OBJECTIVE: Which lines in the material contain the word "wooden"? Copy each of them out, treating uppercase and lowercase as different.

Image point annotation entries:
....

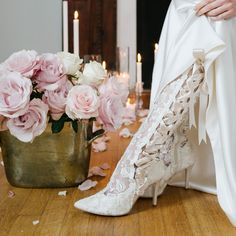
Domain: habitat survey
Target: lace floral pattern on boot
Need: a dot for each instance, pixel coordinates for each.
(151, 154)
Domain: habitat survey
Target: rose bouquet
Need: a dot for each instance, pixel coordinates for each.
(56, 88)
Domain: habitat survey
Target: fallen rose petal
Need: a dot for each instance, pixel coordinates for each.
(87, 184)
(11, 194)
(35, 222)
(107, 138)
(143, 113)
(96, 170)
(99, 147)
(104, 138)
(62, 193)
(142, 119)
(125, 133)
(105, 166)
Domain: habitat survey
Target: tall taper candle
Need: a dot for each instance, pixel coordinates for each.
(65, 26)
(155, 51)
(76, 32)
(139, 69)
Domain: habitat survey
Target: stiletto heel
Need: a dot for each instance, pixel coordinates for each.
(150, 159)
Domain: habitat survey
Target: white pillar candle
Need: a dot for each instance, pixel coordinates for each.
(65, 26)
(139, 69)
(76, 33)
(155, 51)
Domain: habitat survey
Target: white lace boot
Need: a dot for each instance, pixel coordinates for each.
(150, 158)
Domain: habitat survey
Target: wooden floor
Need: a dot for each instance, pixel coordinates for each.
(179, 211)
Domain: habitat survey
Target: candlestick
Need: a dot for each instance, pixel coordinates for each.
(139, 69)
(104, 65)
(155, 51)
(76, 32)
(65, 26)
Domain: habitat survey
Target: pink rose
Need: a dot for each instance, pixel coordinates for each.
(15, 93)
(51, 74)
(31, 124)
(3, 70)
(24, 62)
(56, 100)
(3, 123)
(115, 88)
(82, 102)
(110, 112)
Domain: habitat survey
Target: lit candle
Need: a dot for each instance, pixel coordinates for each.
(104, 65)
(76, 32)
(129, 105)
(65, 26)
(139, 69)
(155, 51)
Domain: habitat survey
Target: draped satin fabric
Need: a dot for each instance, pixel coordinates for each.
(183, 32)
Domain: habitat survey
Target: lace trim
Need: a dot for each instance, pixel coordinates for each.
(156, 139)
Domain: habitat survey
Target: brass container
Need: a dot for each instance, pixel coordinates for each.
(52, 160)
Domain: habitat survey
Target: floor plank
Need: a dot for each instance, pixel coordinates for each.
(179, 211)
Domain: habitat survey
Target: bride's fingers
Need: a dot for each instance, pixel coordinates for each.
(207, 6)
(218, 11)
(224, 16)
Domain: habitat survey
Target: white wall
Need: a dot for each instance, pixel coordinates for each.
(126, 32)
(30, 24)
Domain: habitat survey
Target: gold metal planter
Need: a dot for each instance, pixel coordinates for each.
(52, 160)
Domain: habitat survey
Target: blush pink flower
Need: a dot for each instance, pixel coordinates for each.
(115, 88)
(3, 123)
(51, 74)
(113, 95)
(110, 112)
(82, 102)
(15, 93)
(31, 124)
(56, 100)
(24, 62)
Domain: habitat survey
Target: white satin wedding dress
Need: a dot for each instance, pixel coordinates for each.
(195, 62)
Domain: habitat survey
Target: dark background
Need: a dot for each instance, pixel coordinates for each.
(150, 19)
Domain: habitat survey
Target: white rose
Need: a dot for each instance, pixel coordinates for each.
(71, 62)
(93, 74)
(82, 102)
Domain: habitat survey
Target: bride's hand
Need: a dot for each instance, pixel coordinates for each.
(217, 9)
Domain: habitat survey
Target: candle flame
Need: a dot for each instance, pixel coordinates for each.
(139, 57)
(156, 46)
(104, 65)
(76, 15)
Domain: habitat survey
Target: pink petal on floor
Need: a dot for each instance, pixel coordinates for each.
(87, 184)
(62, 193)
(127, 121)
(99, 147)
(125, 133)
(96, 170)
(105, 166)
(142, 119)
(35, 222)
(11, 194)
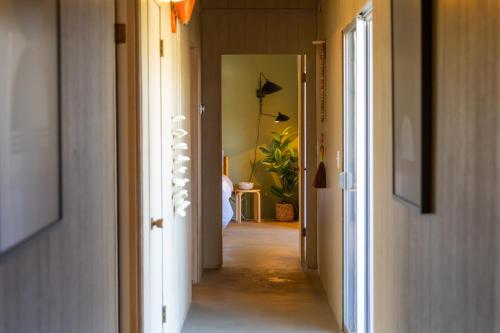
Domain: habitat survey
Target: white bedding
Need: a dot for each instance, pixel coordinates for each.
(227, 210)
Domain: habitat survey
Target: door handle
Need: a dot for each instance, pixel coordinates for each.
(157, 223)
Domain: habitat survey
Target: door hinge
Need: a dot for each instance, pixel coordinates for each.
(120, 33)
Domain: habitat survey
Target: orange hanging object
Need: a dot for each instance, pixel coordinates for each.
(173, 18)
(184, 10)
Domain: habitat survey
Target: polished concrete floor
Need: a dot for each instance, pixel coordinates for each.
(261, 287)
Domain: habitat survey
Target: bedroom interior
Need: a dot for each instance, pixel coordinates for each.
(259, 98)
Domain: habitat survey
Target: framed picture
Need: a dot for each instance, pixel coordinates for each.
(412, 72)
(30, 153)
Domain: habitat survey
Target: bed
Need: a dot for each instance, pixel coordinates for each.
(227, 192)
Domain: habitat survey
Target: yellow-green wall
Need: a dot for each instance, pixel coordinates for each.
(240, 110)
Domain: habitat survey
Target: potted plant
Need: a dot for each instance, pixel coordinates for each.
(281, 159)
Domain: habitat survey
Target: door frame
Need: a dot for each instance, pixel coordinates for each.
(129, 168)
(305, 247)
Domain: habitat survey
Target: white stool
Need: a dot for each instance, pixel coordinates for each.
(256, 207)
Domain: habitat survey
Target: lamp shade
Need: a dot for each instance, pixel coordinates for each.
(281, 117)
(269, 88)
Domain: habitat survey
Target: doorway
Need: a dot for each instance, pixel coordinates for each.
(263, 164)
(356, 178)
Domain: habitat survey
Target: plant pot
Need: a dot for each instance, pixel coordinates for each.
(284, 212)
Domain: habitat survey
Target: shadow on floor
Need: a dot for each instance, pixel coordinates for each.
(261, 287)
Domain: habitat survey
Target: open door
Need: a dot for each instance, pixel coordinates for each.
(356, 177)
(152, 169)
(301, 75)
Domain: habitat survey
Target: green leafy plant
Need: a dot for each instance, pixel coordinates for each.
(281, 159)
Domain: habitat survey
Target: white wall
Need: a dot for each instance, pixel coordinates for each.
(438, 272)
(178, 240)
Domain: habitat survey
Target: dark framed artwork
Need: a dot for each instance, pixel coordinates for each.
(412, 49)
(30, 140)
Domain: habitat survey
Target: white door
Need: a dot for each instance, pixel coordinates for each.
(357, 174)
(301, 59)
(152, 169)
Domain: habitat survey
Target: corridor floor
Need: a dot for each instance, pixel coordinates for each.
(261, 287)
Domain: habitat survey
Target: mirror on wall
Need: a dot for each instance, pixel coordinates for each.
(30, 183)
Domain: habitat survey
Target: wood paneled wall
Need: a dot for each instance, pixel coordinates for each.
(440, 272)
(65, 279)
(248, 31)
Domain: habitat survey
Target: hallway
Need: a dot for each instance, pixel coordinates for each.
(261, 287)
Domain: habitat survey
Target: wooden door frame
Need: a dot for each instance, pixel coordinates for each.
(129, 169)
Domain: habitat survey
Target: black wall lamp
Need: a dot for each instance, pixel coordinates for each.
(267, 89)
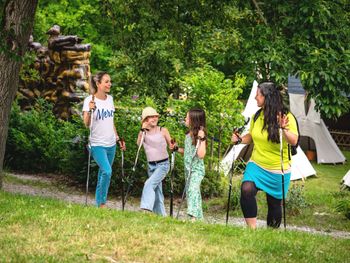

....

WRITTEN ANSWER:
Target: wooden floor
Target: wooden door frame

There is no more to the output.